_TEXT EXTRACT:_
-*-*-
EP1108616A2

EP1108616A2 - Planar microstrip antenna for motor-vehicle system

Info

Publication number: EP1108616A2
Application number: EP00125605A
Authority: EP
Inventors: Guido Biffi Gentili; Pietro Mantovani
Original assignee: Ask Industries SpA; Zendar SpA
Current assignee: Ask Industries SpA
Priority date: 1999-12-13
Filing date: 2000-11-22
Publication date: 2001-06-20
Also published as: IT248292Y1; ITRE990059U1; EP1108616A3

Abstract

A planar microstrip antenna suitable for motor-vehicle systems operating in dual-band resonance frequency. it comprises a radiant element (1), a mass plane (2) parallel to said radiant element (1), a shorting lead (3) that connects said radiant element to said mass plane, and feeding means fixed to a coaxial cable (8). Said radiant element (1) has a configuration proportioned for a first resonance frequency, and is provided with at least a slot (6) located in proximity with and parallel to its edge (5). Said slot has a proportional extension according to the resonance frequency desired.

Description

The present invention relates to a microstrip, suitable for use of motor-vehicles systems.
More particularly, the present invention relates to a planar microstrip antenna for motor-vehicle systems suitable for cellular telephony, and especially for systems operating in dual band resonance frequency, as well as for applications other than telephony.
-*-*-
_SOURCE MATERIAL:_
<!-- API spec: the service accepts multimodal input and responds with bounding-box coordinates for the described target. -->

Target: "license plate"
-*-*-
_WHAT IS REQUIRED:_ On the patent page, what component connects the radiant element to the mass plane? The listing comes from a separate source.

_FINAL RESULT:_ A shorting lead.